**Written request:**
Reproduce exactly the final portion of the data: every line from the one containing "of the canyon" through the last line, inclusive.

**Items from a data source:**
━━━━━━━━━━
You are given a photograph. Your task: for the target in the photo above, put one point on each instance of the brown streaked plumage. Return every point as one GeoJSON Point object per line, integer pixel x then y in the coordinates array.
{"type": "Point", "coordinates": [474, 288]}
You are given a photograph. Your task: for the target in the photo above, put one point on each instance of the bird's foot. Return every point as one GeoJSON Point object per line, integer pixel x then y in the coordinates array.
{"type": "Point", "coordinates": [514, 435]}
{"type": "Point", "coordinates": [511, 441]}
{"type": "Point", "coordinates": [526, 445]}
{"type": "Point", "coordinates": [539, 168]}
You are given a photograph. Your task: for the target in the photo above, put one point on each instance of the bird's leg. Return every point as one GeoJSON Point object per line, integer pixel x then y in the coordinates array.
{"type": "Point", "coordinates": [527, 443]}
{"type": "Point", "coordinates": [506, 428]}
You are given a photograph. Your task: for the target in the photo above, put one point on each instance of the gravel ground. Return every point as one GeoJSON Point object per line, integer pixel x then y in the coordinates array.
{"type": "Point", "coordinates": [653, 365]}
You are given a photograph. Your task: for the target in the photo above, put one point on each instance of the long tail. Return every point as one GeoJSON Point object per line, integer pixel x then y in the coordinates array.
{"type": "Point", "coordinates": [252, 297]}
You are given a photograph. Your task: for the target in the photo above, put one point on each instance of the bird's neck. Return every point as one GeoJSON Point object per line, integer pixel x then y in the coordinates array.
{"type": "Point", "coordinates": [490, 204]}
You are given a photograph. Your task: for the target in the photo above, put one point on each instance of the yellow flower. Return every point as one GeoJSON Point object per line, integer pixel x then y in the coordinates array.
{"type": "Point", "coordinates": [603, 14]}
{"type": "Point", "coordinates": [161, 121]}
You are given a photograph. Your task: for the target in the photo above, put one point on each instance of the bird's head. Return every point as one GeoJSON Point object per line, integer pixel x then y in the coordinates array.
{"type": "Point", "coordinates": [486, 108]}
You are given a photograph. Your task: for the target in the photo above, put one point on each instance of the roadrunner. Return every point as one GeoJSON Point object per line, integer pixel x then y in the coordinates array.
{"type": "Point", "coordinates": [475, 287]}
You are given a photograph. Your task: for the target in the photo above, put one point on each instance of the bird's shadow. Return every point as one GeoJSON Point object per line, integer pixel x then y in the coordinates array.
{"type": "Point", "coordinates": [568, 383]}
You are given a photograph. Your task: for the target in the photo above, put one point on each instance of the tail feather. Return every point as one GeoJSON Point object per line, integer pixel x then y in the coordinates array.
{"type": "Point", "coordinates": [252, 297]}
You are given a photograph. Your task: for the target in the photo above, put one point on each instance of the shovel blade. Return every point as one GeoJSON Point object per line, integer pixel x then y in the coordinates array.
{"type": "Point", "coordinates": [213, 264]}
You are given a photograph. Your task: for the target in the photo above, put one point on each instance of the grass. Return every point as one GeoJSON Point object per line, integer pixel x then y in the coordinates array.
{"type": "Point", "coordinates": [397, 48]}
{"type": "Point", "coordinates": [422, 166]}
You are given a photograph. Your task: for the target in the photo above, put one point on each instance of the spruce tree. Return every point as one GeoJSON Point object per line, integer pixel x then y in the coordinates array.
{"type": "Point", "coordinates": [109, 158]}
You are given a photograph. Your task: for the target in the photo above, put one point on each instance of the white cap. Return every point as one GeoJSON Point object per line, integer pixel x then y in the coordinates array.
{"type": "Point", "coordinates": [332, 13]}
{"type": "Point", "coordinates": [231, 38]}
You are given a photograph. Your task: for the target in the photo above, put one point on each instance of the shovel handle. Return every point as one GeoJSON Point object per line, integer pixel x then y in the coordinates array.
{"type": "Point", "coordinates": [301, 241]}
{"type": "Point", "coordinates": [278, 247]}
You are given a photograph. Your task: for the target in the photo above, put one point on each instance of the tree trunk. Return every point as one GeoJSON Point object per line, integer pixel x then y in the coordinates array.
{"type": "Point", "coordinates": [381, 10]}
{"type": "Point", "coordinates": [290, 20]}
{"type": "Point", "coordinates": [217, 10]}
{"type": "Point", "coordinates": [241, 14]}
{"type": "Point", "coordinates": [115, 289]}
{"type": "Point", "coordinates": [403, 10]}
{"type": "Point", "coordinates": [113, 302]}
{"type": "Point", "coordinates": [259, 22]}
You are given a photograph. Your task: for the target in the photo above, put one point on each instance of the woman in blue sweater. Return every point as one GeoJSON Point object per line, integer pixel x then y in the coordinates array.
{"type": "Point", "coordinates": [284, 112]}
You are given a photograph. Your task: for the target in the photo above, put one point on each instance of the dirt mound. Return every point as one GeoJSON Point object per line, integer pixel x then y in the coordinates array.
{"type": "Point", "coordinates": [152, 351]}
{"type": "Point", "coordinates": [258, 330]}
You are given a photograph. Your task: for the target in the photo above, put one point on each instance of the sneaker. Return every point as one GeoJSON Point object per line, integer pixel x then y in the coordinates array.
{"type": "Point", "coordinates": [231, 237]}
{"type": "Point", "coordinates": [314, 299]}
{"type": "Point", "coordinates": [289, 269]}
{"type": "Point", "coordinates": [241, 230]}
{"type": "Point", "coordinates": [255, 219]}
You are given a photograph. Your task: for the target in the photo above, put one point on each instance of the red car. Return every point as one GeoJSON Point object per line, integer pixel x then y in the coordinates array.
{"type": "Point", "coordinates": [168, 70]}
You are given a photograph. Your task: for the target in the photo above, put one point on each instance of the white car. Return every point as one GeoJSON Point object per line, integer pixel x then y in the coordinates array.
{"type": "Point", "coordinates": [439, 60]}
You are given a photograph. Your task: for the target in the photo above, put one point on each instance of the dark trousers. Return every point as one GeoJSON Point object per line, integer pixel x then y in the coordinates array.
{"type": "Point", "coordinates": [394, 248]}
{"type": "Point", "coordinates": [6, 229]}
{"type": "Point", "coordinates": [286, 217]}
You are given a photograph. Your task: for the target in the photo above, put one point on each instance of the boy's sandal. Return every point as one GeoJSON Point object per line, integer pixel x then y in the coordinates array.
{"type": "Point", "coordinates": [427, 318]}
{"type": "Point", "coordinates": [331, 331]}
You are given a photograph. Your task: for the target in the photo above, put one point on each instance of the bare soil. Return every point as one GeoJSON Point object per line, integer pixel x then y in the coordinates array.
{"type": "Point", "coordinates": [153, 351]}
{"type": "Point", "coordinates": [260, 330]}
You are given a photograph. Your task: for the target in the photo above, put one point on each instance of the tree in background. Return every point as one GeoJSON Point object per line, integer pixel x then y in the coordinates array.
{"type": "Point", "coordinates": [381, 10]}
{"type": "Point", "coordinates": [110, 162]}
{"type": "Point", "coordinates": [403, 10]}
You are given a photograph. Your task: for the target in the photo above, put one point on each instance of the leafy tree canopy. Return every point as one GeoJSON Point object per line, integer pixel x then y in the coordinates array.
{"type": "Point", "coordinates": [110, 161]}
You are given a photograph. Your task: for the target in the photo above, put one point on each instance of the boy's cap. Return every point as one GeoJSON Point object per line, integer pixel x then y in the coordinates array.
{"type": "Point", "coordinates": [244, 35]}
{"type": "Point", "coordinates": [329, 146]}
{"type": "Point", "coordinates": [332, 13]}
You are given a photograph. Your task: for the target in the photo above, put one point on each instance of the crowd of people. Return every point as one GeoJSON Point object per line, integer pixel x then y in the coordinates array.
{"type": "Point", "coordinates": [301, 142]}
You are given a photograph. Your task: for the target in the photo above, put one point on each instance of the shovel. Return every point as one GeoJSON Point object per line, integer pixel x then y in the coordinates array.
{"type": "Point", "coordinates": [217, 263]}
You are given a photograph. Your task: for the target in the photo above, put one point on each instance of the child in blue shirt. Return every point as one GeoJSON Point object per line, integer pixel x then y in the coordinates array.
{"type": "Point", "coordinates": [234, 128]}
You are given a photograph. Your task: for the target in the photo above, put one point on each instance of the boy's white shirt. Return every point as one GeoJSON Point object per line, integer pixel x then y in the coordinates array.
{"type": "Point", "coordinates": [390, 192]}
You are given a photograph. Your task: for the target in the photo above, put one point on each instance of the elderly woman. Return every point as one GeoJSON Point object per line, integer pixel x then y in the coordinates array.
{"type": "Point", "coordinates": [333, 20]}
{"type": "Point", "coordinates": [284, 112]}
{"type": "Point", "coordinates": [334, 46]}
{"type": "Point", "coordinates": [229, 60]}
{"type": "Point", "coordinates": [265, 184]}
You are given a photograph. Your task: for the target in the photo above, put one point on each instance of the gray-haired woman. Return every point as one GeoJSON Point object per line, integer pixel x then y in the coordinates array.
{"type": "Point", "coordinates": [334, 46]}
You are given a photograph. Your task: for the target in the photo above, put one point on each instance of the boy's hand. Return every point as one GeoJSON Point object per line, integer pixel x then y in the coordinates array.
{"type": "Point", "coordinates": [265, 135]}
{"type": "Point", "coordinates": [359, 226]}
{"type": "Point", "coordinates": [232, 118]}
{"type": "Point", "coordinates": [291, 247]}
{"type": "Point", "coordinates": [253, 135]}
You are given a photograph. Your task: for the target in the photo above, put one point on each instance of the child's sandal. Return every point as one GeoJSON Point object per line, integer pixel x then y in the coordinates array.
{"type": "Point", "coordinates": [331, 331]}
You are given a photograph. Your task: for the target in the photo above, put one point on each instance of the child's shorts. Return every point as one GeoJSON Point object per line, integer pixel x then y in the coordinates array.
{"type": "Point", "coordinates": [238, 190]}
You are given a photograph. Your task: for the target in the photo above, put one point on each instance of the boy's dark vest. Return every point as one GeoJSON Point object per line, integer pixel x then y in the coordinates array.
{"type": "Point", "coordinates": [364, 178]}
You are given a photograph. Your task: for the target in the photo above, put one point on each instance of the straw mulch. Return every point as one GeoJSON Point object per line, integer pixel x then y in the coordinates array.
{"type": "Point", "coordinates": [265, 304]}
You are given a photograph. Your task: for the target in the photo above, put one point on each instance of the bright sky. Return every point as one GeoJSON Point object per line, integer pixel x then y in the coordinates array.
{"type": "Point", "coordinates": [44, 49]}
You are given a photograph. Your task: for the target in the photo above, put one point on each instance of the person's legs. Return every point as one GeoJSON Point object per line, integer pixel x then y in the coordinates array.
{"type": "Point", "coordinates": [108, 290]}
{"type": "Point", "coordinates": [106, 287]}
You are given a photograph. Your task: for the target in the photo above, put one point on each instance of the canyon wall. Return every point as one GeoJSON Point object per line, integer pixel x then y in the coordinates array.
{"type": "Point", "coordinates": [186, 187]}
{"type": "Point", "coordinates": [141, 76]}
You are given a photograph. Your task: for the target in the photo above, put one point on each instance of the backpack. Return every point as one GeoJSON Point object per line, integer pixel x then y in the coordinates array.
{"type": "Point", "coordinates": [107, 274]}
━━━━━━━━━━
**Task result:**
You are given a photograph. Your task: for the target in the photo above, put one point on each instance of the canyon wall. Return every point as one GeoJSON Point object per line, integer pixel x then y in the coordinates array.
{"type": "Point", "coordinates": [186, 187]}
{"type": "Point", "coordinates": [141, 76]}
You are given a photograph. Your task: for the target in the photo above, put one point on each instance of the backpack. Return every point as one GeoJSON Point object per line, integer pixel x then y in the coordinates array.
{"type": "Point", "coordinates": [107, 274]}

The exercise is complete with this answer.